▶ **Directive**
Copy the part of the items that opens with the line containing "If you could point at the ferrari door" and closes with the line containing "(1085, 329)", swapping "dark jacket" for "navy jacket" everywhere and changing nothing else. Give only those lines.

▶ **Record set**
____

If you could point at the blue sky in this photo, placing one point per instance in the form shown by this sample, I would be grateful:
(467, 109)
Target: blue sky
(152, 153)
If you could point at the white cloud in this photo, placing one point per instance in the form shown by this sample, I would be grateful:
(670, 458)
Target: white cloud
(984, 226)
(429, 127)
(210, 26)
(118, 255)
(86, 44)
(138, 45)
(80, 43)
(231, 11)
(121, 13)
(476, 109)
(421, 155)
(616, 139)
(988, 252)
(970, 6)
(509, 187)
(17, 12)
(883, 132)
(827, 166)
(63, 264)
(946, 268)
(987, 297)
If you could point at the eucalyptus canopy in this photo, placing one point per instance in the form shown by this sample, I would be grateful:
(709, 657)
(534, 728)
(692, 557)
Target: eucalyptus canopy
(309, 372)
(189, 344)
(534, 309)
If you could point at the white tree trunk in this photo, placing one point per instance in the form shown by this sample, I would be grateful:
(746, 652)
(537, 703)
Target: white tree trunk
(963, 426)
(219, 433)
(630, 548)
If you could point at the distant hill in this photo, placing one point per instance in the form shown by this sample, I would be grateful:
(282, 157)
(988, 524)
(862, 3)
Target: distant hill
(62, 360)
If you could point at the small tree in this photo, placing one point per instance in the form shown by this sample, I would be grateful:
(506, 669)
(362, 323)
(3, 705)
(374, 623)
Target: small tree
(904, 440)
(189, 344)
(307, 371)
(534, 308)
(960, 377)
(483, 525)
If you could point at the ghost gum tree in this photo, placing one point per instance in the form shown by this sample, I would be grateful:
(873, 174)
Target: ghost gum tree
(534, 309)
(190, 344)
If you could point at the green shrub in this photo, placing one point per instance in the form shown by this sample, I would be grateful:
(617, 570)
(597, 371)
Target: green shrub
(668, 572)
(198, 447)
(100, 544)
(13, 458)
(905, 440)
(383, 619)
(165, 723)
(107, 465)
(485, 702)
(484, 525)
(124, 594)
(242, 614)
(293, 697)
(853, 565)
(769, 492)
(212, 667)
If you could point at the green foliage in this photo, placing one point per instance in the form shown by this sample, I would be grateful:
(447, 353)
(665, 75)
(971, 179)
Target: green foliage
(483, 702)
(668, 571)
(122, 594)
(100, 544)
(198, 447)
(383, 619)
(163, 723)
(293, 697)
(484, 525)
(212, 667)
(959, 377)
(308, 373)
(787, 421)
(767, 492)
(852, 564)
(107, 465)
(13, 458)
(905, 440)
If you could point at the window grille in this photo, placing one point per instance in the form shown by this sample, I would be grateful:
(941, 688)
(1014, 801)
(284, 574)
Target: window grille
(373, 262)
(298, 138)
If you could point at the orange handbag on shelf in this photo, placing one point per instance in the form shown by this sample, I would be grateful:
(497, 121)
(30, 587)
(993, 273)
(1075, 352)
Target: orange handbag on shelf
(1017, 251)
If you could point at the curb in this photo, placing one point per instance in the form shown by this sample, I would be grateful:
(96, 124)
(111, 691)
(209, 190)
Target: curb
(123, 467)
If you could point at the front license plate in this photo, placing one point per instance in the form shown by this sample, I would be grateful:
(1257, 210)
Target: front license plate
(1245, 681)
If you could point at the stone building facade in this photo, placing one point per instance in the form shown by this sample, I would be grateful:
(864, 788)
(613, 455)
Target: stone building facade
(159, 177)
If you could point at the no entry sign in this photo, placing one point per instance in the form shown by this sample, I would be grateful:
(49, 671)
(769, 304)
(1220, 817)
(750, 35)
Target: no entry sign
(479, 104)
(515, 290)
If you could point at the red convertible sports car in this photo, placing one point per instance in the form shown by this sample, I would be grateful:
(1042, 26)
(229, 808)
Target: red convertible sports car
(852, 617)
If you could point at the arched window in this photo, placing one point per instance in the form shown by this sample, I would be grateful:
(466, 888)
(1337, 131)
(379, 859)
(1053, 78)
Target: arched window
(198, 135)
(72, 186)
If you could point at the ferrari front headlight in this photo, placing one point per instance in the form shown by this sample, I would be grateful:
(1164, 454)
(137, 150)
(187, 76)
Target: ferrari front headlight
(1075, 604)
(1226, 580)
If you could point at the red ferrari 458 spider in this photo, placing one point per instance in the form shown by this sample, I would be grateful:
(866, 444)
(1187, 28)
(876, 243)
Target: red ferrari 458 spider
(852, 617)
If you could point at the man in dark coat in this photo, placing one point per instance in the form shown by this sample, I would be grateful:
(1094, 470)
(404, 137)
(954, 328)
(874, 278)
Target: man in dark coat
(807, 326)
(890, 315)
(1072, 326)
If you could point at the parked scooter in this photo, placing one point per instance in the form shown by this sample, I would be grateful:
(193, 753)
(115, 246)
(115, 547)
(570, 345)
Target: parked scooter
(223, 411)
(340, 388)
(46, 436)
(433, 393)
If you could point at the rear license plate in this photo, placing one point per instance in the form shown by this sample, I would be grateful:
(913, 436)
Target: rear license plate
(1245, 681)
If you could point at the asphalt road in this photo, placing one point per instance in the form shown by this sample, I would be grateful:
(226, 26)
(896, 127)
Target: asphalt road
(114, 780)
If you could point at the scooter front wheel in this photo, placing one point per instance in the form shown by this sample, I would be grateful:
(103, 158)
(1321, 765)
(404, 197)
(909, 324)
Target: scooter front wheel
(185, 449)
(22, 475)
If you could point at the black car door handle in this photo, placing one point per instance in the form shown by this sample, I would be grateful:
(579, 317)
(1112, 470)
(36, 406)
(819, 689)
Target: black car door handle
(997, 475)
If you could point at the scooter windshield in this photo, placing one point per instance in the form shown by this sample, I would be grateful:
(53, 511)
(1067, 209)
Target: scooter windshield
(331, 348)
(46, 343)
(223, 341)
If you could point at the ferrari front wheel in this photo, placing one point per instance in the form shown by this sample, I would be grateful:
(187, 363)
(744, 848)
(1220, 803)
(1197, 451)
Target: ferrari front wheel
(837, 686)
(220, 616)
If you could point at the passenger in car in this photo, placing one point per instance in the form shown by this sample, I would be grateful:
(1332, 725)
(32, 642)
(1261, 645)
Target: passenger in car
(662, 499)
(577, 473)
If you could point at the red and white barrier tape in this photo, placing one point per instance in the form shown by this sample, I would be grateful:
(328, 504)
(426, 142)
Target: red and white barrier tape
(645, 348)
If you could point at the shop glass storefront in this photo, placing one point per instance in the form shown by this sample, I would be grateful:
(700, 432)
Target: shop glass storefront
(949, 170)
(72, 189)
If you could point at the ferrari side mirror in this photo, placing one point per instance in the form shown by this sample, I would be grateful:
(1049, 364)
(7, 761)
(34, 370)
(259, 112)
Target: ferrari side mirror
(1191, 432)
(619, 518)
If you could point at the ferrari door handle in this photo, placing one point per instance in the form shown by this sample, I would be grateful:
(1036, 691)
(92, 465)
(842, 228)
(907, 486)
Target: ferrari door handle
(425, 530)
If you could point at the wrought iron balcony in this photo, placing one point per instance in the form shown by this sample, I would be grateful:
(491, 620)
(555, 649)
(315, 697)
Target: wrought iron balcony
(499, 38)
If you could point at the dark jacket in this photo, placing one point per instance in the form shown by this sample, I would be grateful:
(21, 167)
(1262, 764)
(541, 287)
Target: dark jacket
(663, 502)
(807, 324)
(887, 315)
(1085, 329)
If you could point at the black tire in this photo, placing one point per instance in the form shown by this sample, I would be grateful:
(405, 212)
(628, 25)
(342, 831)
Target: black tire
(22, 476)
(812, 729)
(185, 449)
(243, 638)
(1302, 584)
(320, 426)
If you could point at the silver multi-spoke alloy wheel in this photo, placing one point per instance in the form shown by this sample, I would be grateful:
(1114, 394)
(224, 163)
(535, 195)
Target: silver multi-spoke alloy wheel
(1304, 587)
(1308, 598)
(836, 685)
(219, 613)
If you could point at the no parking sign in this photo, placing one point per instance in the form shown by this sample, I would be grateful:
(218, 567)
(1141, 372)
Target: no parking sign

____

▶ **Answer to this problem**
If you could point at the ferrari door handle in this photo, placing one point per instance in the form shown by this sample, I would be grateful:
(1036, 691)
(92, 465)
(842, 228)
(907, 486)
Target: ferrari door handle
(425, 530)
If you could point at the wrought iron balcony in this photo, placing one point per instance in the form shown by this sample, I would be grateful:
(491, 620)
(555, 649)
(315, 697)
Target: wrought iron balcony
(499, 38)
If you could point at the navy jacket in this photo, placing one point per instance in the form shown by this sample, I would be grateful:
(21, 167)
(1262, 764)
(541, 287)
Target: navy jacket
(663, 502)
(807, 324)
(887, 315)
(1085, 329)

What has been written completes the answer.